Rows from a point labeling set
## begin

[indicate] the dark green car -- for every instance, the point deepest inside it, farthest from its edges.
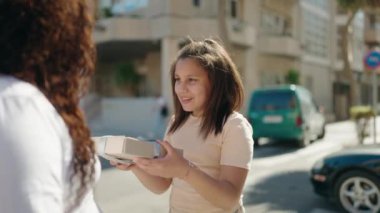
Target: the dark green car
(285, 112)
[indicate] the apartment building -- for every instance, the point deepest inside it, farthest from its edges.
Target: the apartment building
(266, 38)
(143, 37)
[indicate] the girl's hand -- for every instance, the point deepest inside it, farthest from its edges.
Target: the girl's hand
(170, 166)
(122, 166)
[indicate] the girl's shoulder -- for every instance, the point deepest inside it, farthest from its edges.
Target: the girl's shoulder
(236, 119)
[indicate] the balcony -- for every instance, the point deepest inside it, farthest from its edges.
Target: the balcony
(121, 28)
(279, 45)
(240, 33)
(372, 36)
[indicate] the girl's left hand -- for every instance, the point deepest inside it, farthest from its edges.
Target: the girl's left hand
(170, 166)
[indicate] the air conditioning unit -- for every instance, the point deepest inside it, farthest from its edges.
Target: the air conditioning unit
(237, 25)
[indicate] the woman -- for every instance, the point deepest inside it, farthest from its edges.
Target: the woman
(47, 160)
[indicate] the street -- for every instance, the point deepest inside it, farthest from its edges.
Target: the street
(278, 180)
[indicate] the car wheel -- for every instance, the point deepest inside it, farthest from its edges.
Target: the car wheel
(304, 141)
(322, 135)
(256, 142)
(358, 191)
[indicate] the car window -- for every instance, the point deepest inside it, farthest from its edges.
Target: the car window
(273, 100)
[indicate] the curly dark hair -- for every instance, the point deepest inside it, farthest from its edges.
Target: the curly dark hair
(48, 44)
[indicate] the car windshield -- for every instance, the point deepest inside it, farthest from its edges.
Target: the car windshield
(273, 100)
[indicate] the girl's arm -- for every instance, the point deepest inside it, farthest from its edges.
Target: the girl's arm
(228, 186)
(155, 184)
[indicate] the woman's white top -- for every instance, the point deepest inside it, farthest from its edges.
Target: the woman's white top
(35, 154)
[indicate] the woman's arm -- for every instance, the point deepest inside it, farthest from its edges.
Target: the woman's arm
(228, 186)
(155, 184)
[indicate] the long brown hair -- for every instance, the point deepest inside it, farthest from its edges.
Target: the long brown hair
(48, 44)
(226, 93)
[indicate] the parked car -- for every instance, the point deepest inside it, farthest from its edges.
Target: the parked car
(351, 178)
(285, 112)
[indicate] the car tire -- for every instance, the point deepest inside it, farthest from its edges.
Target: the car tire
(358, 191)
(256, 142)
(304, 141)
(322, 135)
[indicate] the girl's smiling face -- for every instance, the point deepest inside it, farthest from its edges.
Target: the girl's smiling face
(192, 86)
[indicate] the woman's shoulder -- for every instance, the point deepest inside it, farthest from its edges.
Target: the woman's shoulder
(23, 106)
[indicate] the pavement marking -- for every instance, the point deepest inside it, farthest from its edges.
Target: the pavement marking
(321, 211)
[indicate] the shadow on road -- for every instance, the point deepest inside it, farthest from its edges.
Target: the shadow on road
(290, 191)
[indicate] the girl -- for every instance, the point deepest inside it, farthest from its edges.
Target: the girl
(208, 144)
(47, 159)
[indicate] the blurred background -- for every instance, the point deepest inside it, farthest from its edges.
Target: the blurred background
(322, 45)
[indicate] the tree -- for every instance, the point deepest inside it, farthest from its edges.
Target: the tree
(292, 77)
(352, 7)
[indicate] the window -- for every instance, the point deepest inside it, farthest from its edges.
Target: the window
(274, 100)
(197, 3)
(233, 7)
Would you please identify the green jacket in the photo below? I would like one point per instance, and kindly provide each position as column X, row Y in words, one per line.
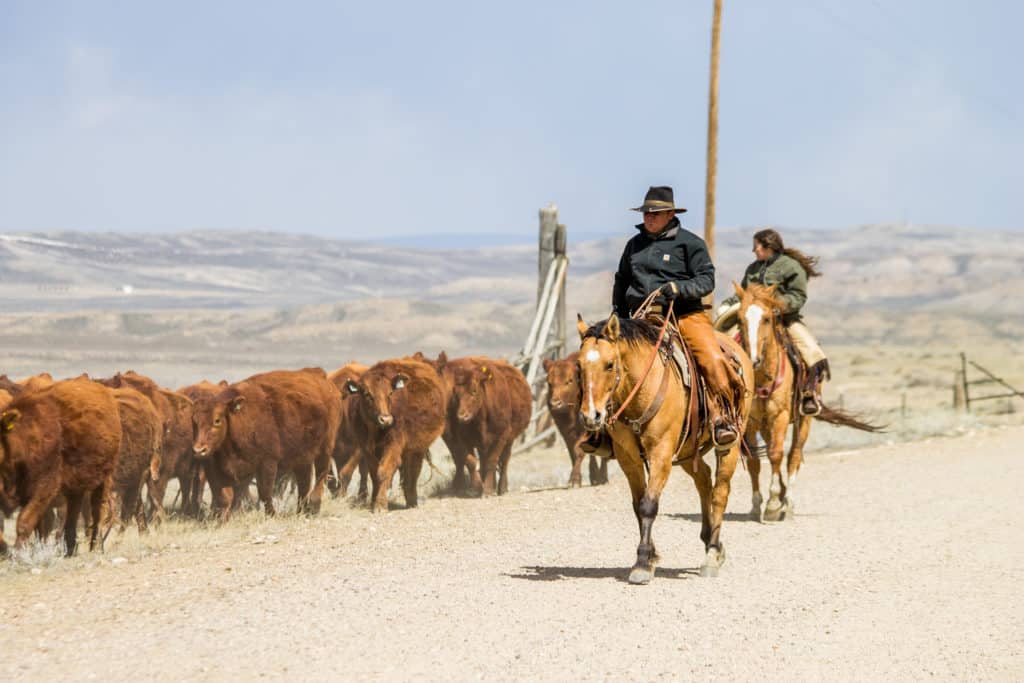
column 784, row 271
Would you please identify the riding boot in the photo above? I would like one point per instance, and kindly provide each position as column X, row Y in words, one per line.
column 810, row 402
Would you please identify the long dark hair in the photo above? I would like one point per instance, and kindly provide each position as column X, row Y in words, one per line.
column 772, row 240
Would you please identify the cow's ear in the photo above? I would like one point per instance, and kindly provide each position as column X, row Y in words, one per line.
column 610, row 331
column 582, row 327
column 9, row 418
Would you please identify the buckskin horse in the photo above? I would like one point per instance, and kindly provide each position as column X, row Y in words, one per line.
column 774, row 407
column 627, row 372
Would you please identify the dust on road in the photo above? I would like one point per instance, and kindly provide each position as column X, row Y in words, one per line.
column 903, row 561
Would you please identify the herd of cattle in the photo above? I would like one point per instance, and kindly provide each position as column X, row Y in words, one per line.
column 89, row 447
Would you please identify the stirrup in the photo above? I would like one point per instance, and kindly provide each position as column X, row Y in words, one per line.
column 803, row 407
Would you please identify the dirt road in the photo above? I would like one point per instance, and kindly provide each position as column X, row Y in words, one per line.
column 902, row 562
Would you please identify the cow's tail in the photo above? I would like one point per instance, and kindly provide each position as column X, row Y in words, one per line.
column 846, row 419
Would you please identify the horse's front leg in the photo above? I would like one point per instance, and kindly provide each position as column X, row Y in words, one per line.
column 628, row 455
column 754, row 467
column 777, row 425
column 801, row 430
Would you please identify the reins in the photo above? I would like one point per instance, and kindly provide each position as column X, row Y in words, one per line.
column 650, row 363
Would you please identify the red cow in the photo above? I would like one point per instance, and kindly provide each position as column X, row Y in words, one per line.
column 563, row 403
column 489, row 407
column 400, row 411
column 284, row 420
column 348, row 447
column 62, row 439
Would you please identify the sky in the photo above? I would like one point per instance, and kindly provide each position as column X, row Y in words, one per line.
column 358, row 120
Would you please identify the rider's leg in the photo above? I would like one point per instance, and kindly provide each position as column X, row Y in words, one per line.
column 725, row 385
column 817, row 367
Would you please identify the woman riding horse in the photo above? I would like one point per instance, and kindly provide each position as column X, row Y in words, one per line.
column 788, row 270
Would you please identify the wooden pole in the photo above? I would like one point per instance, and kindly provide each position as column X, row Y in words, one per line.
column 712, row 170
column 546, row 246
column 967, row 393
column 560, row 323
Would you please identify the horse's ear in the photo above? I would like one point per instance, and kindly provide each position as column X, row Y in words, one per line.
column 610, row 331
column 582, row 327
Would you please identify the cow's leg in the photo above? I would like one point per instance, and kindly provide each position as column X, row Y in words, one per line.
column 156, row 491
column 28, row 519
column 489, row 463
column 576, row 459
column 346, row 470
column 503, row 468
column 801, row 430
column 266, row 479
column 71, row 524
column 754, row 469
column 412, row 465
column 389, row 462
column 303, row 473
column 774, row 510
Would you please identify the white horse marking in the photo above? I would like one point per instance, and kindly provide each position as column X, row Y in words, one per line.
column 754, row 315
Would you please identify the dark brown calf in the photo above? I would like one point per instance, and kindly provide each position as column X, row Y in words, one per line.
column 563, row 403
column 489, row 407
column 348, row 447
column 62, row 439
column 399, row 409
column 138, row 459
column 283, row 420
column 177, row 461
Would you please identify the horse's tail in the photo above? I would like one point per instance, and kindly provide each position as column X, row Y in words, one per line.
column 845, row 419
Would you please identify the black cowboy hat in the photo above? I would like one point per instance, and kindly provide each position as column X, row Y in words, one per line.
column 658, row 199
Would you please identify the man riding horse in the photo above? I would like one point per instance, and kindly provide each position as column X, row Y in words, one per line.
column 667, row 258
column 788, row 270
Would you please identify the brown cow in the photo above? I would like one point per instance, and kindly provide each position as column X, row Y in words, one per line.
column 491, row 406
column 62, row 439
column 399, row 410
column 284, row 420
column 141, row 440
column 177, row 460
column 40, row 381
column 563, row 403
column 348, row 450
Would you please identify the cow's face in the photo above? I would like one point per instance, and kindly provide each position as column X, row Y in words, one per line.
column 211, row 418
column 377, row 391
column 563, row 384
column 469, row 387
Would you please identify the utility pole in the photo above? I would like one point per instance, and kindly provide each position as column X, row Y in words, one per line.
column 712, row 136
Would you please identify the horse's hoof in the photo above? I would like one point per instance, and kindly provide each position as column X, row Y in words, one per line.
column 641, row 575
column 713, row 562
column 774, row 513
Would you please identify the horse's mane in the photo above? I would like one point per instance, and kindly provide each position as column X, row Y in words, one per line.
column 636, row 332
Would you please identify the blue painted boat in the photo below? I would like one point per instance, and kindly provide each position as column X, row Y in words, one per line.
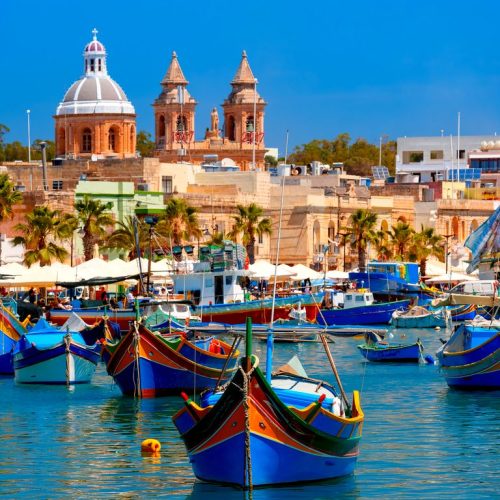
column 369, row 313
column 391, row 352
column 419, row 317
column 11, row 330
column 46, row 355
column 252, row 437
column 389, row 279
column 148, row 364
column 471, row 357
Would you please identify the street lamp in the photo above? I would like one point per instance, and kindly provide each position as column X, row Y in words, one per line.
column 344, row 236
column 447, row 237
column 151, row 222
column 28, row 112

## end

**The problem:** Present everything from the line containing "Would you please identify the green" down to the line containing "column 772, row 240" as a Markdown table with the columns No. and Line, one table row per line and no blank lines. Omit the pictures.

**Expected output:**
| No. | Line |
|---|---|
| 1 | Would you please identify the green jacket in the photo below? I would like one point per instance, and kindly provide each position as column X, row Y in words, one per line. |
| 2 | column 784, row 271 |
| 3 | Would you please identify the riding boot in the photo above? I would like one point per instance, and kindly provide each position as column X, row Y in words, one per line. |
| 4 | column 810, row 402 |
| 5 | Would you please identify the long dark hair in the photo above? I would like one point per instance, and kindly provide each position as column X, row Y in words, one per line. |
| 6 | column 772, row 240 |